_WRITTEN TASK 1_
Format the lines of the listing from the line with "of the cloudy" up to and including the line with "56], [43, 57]]" as a JSON list of strings, with one string per line and any blank lines left out.

_TEXT SHOWN_
++++++++++

The result I get is:

Clearly, we see that the '*bedrooms*' has a high VIF, implying that it is explainable by many other variables here. However, I also check the p-values.

In the p-values, I see that '*semi-furnished*'' has a very high p-value of 0.938. I drop this and rebuild the model (**Step 5**)

When I check the p-values and the VIF again, I notice that there is one variable '*bedrooms*' that has both a high VIF of 6.6 and a high p-value of 0.206. I choose to drop this then. (**Step 6)**

Finally, in **Step 7**, I note that all VIFs are below 5 but '*basement*' has a high p-value of 0.03. This is dropped and the model is rebuilt.

This leads us to a place where all remaining features are showing a significant p-value of <. 0.05 and VIFs are < 5.

These remaining 10 features are taken as the selected features for model development.

Here is the Jupyter notebook showing all the steps explained above.

Now, let us see how can we improve with the help of Automated feature elimination.

++++++++++

_Labeled-object pointing listing_
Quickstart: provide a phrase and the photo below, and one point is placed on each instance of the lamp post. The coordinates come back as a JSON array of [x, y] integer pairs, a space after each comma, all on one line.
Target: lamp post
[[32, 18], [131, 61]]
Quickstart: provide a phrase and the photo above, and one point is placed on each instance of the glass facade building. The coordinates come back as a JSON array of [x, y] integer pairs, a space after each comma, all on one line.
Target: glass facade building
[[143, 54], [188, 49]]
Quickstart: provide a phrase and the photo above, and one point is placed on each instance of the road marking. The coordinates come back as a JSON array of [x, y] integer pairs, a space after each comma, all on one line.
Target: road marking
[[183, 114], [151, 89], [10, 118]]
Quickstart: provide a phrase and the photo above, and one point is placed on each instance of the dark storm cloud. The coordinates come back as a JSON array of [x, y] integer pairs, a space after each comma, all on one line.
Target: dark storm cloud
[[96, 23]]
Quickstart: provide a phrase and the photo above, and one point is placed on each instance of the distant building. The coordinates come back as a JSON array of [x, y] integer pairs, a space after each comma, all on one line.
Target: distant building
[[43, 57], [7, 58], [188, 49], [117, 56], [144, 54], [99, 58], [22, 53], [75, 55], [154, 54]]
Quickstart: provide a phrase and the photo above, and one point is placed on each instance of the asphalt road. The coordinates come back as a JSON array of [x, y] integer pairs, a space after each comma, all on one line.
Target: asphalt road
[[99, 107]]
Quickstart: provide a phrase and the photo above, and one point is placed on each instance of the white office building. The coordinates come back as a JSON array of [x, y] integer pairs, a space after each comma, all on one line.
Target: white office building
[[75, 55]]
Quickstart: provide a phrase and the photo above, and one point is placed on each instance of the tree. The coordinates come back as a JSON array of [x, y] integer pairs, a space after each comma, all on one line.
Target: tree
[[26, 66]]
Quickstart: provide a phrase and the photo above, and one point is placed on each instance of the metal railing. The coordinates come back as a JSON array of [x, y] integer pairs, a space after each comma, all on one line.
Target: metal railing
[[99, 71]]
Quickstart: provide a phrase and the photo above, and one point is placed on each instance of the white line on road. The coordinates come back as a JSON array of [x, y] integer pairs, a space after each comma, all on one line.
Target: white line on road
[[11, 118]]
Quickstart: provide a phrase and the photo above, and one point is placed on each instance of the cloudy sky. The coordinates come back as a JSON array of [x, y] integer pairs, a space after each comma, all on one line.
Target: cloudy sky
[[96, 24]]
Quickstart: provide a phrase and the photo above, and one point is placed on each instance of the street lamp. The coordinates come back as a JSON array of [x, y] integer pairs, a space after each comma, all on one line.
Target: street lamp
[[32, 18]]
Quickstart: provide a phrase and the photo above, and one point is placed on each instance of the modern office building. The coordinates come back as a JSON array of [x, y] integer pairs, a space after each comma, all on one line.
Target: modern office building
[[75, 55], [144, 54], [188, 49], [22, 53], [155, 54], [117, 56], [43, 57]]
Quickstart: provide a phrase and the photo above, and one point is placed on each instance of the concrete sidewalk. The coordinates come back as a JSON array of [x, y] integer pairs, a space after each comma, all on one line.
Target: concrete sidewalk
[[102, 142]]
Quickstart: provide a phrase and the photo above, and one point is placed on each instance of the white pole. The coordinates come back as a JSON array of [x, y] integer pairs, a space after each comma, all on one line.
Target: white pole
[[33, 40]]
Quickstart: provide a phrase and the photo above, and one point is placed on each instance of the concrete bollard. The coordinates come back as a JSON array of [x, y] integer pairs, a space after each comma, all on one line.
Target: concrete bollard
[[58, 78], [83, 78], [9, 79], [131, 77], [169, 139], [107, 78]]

++++++++++

_WRITTEN TASK 2_
Write out the feature-selection passage word for word, from "The result I" up to and including "model is rebuilt.".

_EXERCISE OUTPUT 1_
[
  "Quickstart: provide a phrase and the photo above, and one point is placed on each instance of the cloudy sky. The coordinates come back as a JSON array of [x, y] integer pairs, a space after each comma, all on one line.",
  "Target: cloudy sky",
  "[[96, 24]]",
  "Quickstart: provide a phrase and the photo above, and one point is placed on each instance of the street lamp. The coordinates come back as a JSON array of [x, y] integer pairs, a space after each comma, all on one line.",
  "Target: street lamp",
  "[[32, 18]]",
  "Quickstart: provide a phrase and the photo above, and one point is placed on each instance of the modern office building. The coordinates come back as a JSON array of [x, y] integer pairs, a space after each comma, all on one line.",
  "Target: modern office building",
  "[[75, 55], [144, 54], [188, 49], [22, 53], [155, 54], [117, 56], [43, 57]]"
]

_EXERCISE OUTPUT 2_
The result I get is:

Clearly, we see that the '*bedrooms*' has a high VIF, implying that it is explainable by many other variables here. However, I also check the p-values.

In the p-values, I see that '*semi-furnished*'' has a very high p-value of 0.938. I drop this and rebuild the model (**Step 5**)

When I check the p-values and the VIF again, I notice that there is one variable '*bedrooms*' that has both a high VIF of 6.6 and a high p-value of 0.206. I choose to drop this then. (**Step 6)**

Finally, in **Step 7**, I note that all VIFs are below 5 but '*basement*' has a high p-value of 0.03. This is dropped and the model is rebuilt.